● **YOUR TASK**: Emit the line that holds "Query: small wrapped package" and all lines following it through the end of the data, verbatim, and nothing else.

● **MATERIAL SHOWN**:
_____

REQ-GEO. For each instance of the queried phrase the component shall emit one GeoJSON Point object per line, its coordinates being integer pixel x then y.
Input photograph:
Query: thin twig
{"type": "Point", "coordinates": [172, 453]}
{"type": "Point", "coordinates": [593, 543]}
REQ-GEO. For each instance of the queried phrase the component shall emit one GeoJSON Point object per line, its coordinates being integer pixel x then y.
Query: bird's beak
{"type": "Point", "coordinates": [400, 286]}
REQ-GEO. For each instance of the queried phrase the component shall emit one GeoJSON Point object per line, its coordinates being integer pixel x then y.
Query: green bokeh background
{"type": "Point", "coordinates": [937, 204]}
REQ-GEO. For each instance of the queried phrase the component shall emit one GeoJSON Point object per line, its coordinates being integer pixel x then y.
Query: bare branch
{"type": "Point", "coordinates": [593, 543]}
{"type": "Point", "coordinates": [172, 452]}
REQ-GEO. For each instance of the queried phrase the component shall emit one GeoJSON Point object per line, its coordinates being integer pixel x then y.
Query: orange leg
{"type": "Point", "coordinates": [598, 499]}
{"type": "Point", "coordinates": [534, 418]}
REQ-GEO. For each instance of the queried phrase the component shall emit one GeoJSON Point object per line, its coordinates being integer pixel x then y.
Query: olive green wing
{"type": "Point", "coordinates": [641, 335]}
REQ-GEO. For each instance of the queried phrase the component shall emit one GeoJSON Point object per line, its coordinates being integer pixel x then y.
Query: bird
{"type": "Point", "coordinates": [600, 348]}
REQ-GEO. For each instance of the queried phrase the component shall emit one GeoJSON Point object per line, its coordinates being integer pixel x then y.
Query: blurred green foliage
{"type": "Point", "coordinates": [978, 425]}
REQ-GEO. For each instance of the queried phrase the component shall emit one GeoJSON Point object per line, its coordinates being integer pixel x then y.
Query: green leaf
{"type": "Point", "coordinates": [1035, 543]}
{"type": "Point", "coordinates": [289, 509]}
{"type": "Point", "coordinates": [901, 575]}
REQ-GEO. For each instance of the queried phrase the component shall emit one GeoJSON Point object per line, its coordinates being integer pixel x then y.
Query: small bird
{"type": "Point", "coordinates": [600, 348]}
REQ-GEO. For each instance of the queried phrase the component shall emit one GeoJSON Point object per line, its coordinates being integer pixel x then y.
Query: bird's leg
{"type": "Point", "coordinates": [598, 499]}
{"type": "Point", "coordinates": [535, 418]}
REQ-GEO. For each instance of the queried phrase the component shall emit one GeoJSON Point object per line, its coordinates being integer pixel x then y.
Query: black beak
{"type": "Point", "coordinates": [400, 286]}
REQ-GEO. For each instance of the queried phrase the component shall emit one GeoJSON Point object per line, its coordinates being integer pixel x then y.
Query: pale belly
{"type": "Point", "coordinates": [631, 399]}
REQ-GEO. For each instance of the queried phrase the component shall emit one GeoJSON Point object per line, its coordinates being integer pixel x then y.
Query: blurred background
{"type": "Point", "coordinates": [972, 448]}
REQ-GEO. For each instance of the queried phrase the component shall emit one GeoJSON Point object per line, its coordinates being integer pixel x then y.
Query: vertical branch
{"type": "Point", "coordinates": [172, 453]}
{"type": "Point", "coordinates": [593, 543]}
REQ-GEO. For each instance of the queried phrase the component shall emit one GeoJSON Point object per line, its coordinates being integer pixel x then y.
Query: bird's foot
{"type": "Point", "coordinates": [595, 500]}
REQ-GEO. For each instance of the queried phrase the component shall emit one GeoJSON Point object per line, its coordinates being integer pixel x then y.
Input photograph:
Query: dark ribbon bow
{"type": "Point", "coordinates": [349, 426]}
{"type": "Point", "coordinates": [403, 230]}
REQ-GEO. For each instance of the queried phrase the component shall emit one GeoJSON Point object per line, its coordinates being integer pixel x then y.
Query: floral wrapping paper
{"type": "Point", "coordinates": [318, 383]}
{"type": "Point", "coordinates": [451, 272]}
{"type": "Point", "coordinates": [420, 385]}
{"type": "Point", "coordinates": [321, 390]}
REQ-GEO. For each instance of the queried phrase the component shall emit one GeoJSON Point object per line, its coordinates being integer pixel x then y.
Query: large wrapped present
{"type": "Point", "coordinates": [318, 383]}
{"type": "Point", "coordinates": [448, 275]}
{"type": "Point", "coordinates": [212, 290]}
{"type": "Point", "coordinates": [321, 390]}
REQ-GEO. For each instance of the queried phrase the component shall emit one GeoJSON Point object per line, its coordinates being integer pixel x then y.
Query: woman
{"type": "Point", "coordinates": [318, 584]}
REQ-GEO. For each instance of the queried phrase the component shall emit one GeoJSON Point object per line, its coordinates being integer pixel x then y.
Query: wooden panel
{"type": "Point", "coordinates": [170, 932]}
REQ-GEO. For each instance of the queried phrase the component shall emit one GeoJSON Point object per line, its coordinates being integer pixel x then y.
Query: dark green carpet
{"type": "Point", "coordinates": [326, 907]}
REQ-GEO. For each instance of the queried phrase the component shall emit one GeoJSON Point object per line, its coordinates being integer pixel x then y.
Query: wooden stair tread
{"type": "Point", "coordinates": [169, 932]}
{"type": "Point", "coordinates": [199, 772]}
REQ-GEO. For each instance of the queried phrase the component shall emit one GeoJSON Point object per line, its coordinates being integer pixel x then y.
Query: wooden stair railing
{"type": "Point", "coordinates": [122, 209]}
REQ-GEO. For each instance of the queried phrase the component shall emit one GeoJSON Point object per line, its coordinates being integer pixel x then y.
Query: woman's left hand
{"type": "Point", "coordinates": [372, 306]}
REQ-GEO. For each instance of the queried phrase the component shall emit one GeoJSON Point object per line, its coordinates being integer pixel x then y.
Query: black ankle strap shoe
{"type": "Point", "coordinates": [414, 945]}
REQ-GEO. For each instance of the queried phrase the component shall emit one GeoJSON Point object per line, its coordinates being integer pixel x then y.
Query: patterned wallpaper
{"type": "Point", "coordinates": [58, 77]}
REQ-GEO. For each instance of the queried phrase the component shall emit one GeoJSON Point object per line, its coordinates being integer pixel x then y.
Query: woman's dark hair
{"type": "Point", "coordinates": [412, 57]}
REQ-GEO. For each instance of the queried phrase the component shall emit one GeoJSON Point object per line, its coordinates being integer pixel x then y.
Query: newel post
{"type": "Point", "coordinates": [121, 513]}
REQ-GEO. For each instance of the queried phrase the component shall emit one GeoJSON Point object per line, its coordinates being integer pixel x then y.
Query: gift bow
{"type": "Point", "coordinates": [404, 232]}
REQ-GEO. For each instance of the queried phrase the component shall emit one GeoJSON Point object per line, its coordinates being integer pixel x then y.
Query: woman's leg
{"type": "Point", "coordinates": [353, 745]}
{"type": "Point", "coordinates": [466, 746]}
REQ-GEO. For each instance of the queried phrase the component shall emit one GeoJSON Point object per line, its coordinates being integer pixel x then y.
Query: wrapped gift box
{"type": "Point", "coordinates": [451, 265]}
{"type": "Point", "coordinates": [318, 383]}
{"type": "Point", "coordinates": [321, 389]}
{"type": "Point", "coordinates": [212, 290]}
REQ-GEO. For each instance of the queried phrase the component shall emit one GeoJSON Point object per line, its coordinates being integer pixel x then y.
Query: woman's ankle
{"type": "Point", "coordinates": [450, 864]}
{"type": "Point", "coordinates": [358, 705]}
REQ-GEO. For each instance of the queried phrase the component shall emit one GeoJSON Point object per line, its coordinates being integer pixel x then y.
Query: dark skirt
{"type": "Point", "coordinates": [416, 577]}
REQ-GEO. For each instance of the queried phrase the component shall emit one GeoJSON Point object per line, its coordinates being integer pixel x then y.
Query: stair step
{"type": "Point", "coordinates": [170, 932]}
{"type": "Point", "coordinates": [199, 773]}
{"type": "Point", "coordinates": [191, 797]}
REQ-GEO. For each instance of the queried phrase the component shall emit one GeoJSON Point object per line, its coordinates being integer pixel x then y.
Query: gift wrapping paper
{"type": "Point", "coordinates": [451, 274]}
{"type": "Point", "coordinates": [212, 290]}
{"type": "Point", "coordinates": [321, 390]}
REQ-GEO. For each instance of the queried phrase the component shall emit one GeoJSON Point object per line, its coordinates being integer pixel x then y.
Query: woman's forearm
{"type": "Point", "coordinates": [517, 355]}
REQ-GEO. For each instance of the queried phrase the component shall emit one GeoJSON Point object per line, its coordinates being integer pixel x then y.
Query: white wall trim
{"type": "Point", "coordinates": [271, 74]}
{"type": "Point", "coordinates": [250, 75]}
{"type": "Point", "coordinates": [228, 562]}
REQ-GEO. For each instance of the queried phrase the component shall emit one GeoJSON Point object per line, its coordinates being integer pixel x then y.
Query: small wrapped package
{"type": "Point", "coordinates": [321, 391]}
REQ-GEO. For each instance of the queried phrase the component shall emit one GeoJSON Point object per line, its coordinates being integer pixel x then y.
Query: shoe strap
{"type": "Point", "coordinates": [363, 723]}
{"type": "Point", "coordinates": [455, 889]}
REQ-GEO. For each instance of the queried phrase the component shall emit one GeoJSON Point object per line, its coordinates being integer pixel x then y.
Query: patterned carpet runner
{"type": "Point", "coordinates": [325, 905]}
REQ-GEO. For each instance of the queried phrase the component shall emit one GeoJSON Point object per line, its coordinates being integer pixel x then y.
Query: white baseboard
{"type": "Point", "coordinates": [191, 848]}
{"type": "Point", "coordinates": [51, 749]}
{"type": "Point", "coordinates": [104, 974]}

_____

● **THE COMPLETED TASK**:
Query: small wrapped package
{"type": "Point", "coordinates": [321, 391]}
REQ-GEO. For each instance of the queried phrase the component shall emit one GeoJSON Point object per line, its coordinates being integer pixel x then y.
Query: shoe strap
{"type": "Point", "coordinates": [363, 723]}
{"type": "Point", "coordinates": [455, 889]}
REQ-GEO. For each instance of the queried phrase the component shall emit one GeoJSON Point object per line, its coordinates being integer pixel x then y.
Query: patterned carpet runner
{"type": "Point", "coordinates": [325, 905]}
REQ-GEO. For each instance of the queried phrase the component shall emit one GeoJSON Point object per line, its coordinates being integer pixel x then y.
Query: white baseboard
{"type": "Point", "coordinates": [191, 848]}
{"type": "Point", "coordinates": [51, 749]}
{"type": "Point", "coordinates": [104, 974]}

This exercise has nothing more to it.